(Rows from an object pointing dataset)
○ ○ ○

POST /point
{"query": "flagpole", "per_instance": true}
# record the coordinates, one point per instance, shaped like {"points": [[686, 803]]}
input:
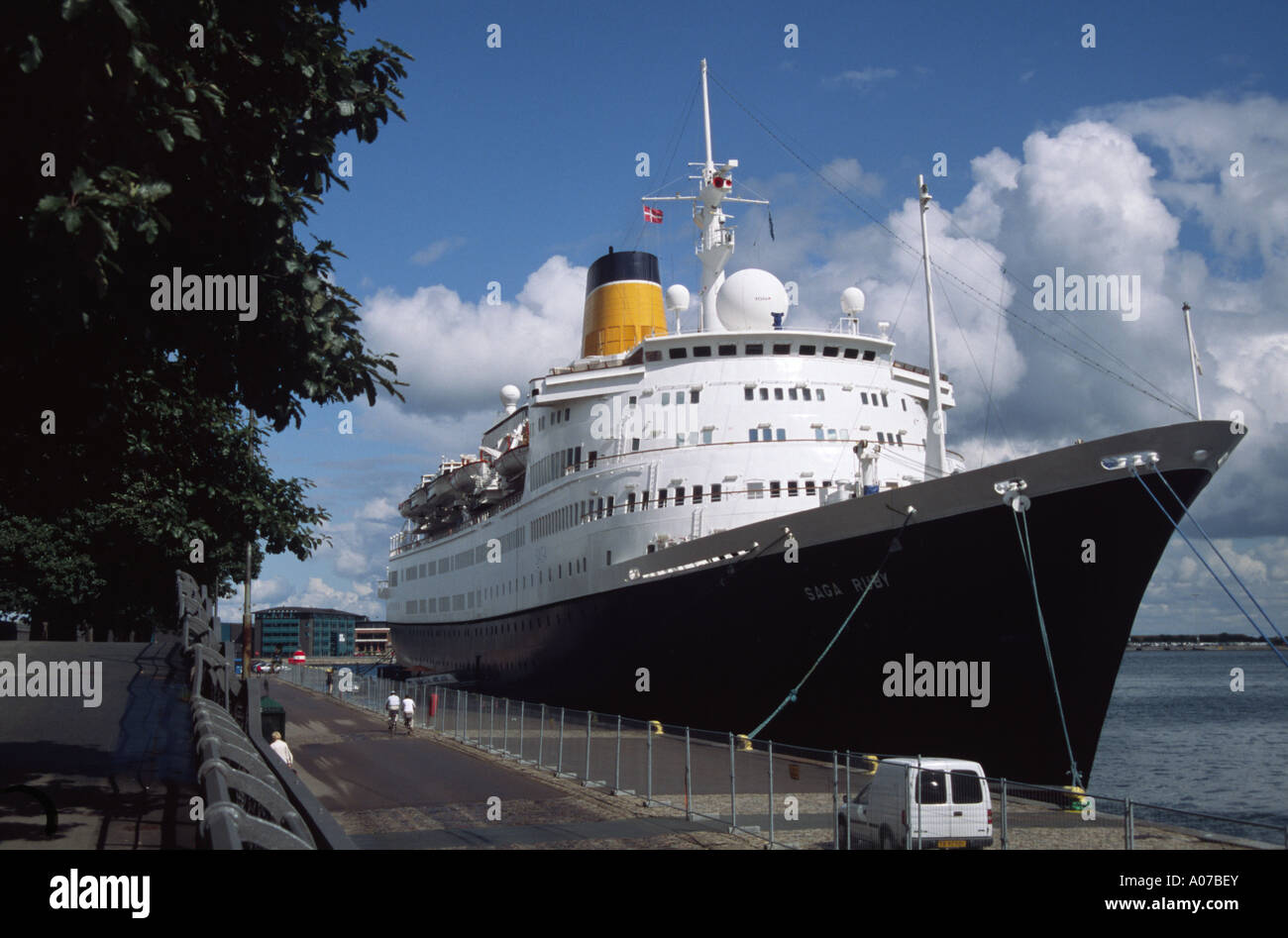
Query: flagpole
{"points": [[1194, 360]]}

○ ○ ○

- Written problem -
Please lay out the lines above as a Markdown table with the columns No. and Line, one row per line, skipping any blank lines. Leave the pictures out of the answer.

- Output below -
| No. | Line |
|---|---|
| 1 | POST /point |
| 2 | {"query": "flagpole", "per_instance": true} |
| 3 | # record the coordinates, one point per instance, shaped like {"points": [[686, 803]]} |
| 4 | input: |
| 5 | Query: flagpole |
| 6 | {"points": [[1194, 360]]} |